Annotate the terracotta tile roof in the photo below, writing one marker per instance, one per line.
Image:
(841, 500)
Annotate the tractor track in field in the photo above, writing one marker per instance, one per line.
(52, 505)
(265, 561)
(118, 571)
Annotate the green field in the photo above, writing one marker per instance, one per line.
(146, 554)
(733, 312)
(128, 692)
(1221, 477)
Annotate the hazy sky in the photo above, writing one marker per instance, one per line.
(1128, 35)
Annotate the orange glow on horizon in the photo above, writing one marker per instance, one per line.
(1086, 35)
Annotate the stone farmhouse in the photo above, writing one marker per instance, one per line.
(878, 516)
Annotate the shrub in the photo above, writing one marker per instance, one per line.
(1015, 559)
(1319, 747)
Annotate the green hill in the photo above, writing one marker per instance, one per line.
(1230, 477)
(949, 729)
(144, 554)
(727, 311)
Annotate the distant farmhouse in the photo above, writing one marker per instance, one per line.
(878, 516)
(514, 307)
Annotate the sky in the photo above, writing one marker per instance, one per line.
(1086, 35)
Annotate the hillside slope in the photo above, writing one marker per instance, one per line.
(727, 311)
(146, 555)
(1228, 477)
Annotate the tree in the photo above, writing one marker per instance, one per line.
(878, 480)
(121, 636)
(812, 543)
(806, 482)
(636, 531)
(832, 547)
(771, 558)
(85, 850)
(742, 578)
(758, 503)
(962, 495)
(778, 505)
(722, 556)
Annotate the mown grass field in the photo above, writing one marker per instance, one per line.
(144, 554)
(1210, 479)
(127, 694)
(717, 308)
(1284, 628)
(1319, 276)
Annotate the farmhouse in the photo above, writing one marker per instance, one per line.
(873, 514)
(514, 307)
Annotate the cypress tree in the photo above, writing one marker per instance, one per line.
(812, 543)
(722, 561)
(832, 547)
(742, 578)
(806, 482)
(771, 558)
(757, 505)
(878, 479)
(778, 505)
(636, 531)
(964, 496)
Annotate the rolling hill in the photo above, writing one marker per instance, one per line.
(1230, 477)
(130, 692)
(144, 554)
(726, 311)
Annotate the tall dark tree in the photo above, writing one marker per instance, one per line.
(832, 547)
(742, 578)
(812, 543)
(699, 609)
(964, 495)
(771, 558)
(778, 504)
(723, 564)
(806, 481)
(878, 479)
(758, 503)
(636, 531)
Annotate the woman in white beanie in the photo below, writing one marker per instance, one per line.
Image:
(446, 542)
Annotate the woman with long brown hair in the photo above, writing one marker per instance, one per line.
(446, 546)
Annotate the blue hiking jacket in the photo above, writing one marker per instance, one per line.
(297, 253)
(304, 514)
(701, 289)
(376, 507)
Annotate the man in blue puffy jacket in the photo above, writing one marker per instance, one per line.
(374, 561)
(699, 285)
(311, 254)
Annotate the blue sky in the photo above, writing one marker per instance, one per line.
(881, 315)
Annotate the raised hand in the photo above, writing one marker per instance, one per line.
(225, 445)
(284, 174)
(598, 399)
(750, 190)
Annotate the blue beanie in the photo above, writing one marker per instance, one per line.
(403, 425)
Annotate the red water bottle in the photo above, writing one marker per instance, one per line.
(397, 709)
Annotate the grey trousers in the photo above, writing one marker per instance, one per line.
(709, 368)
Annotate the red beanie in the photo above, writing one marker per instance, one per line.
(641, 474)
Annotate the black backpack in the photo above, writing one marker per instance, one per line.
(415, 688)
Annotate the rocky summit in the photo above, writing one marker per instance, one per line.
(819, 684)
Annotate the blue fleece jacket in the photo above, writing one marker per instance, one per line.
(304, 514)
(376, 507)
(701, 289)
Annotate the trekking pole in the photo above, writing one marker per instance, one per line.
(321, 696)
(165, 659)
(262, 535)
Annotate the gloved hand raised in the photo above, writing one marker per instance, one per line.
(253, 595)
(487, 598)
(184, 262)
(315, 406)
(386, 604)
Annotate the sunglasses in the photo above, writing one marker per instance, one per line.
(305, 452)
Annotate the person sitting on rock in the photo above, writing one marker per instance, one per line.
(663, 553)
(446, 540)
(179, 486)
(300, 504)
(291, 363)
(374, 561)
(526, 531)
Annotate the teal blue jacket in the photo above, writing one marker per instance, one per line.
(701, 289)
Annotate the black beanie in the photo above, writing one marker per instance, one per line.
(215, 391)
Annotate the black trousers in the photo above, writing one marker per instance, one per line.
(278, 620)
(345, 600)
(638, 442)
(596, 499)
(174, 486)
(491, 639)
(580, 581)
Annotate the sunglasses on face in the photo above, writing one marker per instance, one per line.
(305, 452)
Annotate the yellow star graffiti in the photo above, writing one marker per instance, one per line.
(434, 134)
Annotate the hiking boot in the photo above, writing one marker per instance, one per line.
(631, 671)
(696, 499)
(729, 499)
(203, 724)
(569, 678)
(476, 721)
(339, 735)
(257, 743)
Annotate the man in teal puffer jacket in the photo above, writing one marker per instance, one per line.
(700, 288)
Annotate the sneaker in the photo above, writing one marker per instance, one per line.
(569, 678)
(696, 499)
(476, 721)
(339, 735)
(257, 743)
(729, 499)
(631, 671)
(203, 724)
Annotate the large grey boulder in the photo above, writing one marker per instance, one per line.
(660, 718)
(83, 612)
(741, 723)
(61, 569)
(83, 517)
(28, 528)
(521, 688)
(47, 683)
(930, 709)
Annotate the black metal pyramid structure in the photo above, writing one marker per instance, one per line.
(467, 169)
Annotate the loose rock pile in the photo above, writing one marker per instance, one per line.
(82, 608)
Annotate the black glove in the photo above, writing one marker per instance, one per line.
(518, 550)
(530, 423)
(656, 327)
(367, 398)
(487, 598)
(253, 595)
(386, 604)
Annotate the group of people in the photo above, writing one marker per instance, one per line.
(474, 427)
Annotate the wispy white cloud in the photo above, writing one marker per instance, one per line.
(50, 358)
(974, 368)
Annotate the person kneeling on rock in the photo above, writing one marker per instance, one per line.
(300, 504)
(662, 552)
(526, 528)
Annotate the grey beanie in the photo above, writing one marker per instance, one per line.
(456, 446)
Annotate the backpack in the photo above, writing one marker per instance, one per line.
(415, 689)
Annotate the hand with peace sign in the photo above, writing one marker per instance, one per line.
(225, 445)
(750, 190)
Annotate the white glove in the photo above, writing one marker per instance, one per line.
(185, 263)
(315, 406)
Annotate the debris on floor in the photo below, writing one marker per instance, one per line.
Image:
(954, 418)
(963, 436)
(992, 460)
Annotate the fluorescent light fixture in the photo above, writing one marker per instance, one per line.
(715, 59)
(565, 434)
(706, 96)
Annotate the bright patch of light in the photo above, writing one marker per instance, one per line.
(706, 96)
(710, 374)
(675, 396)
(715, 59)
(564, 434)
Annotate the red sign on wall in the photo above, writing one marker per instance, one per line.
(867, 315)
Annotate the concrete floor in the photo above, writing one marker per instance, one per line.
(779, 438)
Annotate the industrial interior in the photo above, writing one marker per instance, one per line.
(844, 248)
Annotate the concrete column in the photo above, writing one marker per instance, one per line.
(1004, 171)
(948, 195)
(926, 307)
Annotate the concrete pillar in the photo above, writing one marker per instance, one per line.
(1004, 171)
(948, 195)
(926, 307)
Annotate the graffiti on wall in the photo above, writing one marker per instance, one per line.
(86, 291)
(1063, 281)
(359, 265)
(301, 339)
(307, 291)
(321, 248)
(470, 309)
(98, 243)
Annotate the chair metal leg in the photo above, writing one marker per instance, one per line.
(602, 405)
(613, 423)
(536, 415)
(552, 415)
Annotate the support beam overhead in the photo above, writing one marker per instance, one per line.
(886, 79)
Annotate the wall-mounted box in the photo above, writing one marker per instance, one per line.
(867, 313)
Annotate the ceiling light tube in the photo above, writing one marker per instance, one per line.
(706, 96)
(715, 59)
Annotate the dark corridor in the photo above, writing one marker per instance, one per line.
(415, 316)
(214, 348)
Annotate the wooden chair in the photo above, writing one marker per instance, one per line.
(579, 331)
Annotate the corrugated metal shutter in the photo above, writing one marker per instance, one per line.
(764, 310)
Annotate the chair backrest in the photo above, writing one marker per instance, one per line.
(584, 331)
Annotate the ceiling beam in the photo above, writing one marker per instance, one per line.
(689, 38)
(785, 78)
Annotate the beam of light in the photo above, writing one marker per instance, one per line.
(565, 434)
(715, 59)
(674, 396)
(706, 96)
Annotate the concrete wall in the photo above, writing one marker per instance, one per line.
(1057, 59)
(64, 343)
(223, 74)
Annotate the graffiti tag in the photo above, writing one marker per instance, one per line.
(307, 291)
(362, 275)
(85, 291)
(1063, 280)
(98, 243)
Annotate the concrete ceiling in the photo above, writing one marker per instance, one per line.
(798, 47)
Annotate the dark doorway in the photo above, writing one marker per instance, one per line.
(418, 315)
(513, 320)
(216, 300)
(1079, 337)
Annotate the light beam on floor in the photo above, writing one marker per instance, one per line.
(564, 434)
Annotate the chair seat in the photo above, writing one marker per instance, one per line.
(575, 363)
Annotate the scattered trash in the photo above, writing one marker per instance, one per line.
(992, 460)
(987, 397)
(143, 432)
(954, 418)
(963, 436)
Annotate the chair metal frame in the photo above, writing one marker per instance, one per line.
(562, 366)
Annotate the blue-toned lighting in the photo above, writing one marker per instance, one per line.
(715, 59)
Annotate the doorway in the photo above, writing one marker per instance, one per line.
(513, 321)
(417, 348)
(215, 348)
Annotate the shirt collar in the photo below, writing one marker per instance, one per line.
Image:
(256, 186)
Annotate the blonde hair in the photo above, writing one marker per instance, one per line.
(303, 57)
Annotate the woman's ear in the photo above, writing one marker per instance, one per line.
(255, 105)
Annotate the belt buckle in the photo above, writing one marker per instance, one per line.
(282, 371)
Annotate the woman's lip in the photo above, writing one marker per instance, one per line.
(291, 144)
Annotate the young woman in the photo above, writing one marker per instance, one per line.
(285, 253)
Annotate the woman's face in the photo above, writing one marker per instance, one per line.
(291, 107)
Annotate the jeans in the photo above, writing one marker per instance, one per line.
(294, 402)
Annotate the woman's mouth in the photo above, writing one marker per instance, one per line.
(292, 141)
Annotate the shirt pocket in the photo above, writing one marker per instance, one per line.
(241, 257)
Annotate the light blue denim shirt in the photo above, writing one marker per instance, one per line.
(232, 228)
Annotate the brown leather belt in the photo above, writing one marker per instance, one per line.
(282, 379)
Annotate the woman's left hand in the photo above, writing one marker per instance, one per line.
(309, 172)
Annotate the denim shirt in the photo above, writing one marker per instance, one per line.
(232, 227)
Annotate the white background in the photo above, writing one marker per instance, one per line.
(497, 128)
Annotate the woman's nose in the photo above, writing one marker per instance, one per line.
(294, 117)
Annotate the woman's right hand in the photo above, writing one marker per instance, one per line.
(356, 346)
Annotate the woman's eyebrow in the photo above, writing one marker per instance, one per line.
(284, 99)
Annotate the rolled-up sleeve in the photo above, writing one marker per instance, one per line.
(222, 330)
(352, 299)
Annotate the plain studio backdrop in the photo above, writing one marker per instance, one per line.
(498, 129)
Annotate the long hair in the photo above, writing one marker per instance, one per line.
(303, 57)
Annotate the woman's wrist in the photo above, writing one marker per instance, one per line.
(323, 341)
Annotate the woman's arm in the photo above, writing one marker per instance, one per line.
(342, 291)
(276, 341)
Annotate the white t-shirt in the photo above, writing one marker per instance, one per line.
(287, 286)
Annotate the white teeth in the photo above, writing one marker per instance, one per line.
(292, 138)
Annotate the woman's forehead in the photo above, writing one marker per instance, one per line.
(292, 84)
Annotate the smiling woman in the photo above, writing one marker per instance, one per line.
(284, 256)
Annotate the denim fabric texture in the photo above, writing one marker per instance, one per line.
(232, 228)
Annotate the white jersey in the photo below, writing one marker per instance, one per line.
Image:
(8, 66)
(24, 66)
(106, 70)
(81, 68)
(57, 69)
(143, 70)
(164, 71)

:: Your assignment ::
Bring together all lines in the records where the word "below" is found.

:: Reply ::
Annotate the terracotta tile roof in the photo below, writing one marker per instance, one per line.
Annotate the woman in white beanie in the photo below, writing one marker per instance, one per line.
Annotate the debris on floor in the photo below, writing one marker per instance, one per line.
Annotate the shirt collar in the photo below, writing one marker per instance, one per line.
Annotate the white jersey in the photo below, writing one marker per instance, one per line.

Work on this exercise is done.